═══ Document excerpt

The House Appropriations Committee has reinstated a condition in 2020 spending bills which prohibit embryonic gene editing. The amendment was passed in a vote of the full House Appropriations Committee on Tuesday afternoon.

Without the amendment, U.S. scientists would be able to approve and conduct clinical trials that would involve the creation or modification of human embryos.

Almost a week and a half after a congressional subcommittee passed a draft of the annual appropriations bill omitting the rider, an amendment to reinsert the ban passed with near unanimous consent Tuesday afternoon.

Since 2016, the appropriations bill has contained language that bans the Food and Drug Administration from performing research in clinical trials "in which a human embryo is intentionally created or modified to include a heritable genetic modification."

On May 24, the Agriculture, Rural Development, Food and Drug Administration, and Related Agencies subcommittee, which is chaired by Rep. Sanford Bishop, Jr. (D-GA), approved a version of the bill that omitted the ban on gene editing.

══════

▸ **Exercise 1**:
Answer these questions from the article on the embryo gene-editing ban:
(a) Since what year has the appropriations bill contained language banning such clinical trials?
(b) Who chairs the subcommittee that approved the version of the bill without the ban?
(c) On what day of the week did the full House Appropriations Committee pass the amendment?
▸ **Exercise 2**: Continue the article on the embryo gene-editing ban, starting after its final sentence.

═══ Entries supplied

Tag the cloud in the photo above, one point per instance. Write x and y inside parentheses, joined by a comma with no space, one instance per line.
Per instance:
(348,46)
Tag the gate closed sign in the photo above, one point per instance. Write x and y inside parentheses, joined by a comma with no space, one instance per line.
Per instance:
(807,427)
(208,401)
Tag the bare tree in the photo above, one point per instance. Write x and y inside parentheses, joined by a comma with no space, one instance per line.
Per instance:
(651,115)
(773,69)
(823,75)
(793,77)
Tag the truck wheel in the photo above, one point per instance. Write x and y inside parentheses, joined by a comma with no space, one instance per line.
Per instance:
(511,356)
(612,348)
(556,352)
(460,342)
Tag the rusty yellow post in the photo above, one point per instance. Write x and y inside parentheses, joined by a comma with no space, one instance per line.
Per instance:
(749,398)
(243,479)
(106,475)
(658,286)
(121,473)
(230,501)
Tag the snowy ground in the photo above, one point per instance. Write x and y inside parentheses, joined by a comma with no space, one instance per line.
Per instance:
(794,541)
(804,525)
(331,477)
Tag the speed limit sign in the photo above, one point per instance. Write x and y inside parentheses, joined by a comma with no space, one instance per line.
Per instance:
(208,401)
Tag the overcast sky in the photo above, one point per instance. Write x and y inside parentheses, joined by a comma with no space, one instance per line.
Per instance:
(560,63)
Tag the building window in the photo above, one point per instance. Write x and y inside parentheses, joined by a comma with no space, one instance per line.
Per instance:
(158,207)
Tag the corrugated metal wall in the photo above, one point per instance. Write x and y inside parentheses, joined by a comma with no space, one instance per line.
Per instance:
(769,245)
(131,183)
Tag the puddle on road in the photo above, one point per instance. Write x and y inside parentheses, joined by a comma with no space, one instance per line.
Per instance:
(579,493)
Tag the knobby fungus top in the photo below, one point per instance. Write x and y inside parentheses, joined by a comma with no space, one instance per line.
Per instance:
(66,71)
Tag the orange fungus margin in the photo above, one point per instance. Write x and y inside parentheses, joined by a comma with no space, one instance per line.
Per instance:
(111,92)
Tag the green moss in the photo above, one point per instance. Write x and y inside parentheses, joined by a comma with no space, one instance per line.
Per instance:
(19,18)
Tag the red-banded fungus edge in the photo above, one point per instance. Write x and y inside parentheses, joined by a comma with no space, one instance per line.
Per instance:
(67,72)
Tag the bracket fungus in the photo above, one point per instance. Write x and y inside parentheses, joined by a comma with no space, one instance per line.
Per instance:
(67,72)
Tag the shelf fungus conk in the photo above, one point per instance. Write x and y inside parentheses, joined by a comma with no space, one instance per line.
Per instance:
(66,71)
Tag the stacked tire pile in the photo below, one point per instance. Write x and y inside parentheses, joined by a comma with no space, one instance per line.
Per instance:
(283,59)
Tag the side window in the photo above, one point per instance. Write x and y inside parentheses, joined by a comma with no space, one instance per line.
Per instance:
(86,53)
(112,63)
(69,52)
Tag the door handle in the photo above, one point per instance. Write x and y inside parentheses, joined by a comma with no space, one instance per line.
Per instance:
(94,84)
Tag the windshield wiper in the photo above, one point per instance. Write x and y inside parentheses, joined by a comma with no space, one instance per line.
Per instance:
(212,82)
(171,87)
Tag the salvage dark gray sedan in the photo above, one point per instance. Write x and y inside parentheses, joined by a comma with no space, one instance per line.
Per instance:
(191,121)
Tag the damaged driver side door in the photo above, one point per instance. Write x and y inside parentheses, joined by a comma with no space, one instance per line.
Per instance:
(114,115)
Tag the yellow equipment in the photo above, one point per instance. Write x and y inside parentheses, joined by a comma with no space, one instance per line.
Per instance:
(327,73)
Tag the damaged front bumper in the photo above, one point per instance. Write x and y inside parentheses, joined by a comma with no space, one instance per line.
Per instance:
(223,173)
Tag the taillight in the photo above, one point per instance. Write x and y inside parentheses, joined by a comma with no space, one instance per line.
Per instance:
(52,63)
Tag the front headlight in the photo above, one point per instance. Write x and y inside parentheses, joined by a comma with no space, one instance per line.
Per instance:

══════

▸ **Answer area 1**:
(a) 2016
(b) Rep. Sanford Bishop, Jr. (D-GA)
(c) Tuesday

▸ **Answer area 2**:
Rep. Jeff Fortenberry (R-NE), the ranking member of the subcommittee, spoke at the Tuesday meeting in favor of maintaining the prohibition on embryonic gene editing. Fortenberry said that human genetic experimentation is loaded with ethical questions largely unaddressed by researchers.

"If we cede this framework of science and ethics to maverick bioengineers who are detached from larger societal considerations, the risks of harm are real, and we will divert these resources away from real, viable alternatives," said Fortenberry.

The Nebraska congressman said the issue is particularly close to home for him, as one of his own children is the beneficiary of intense medical interventions that have significantly lengthened her life.

Fortenberry explained that his daughter Kathryn was born with multiple congenital heart defects, and effectively lacked an aorta. At the time she was born, Fortenberry and his wife researched possible adult stem-cell therapies that could potentially cure her condition, before realizing "that particular innovation was premature" and would not be effective.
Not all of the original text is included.